### Exercise instructions
Retype the listing below line for line, without changing anything.

= = = = = = =

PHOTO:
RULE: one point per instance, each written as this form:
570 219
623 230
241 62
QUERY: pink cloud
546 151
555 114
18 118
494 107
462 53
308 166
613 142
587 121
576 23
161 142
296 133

= = = = = = =

### Answer to this exercise
PHOTO:
RULE: one point per instance, each written as this form:
570 219
623 230
241 62
QUERY: pink cloud
546 151
555 114
18 118
494 107
462 53
308 166
613 142
587 121
576 23
161 142
296 133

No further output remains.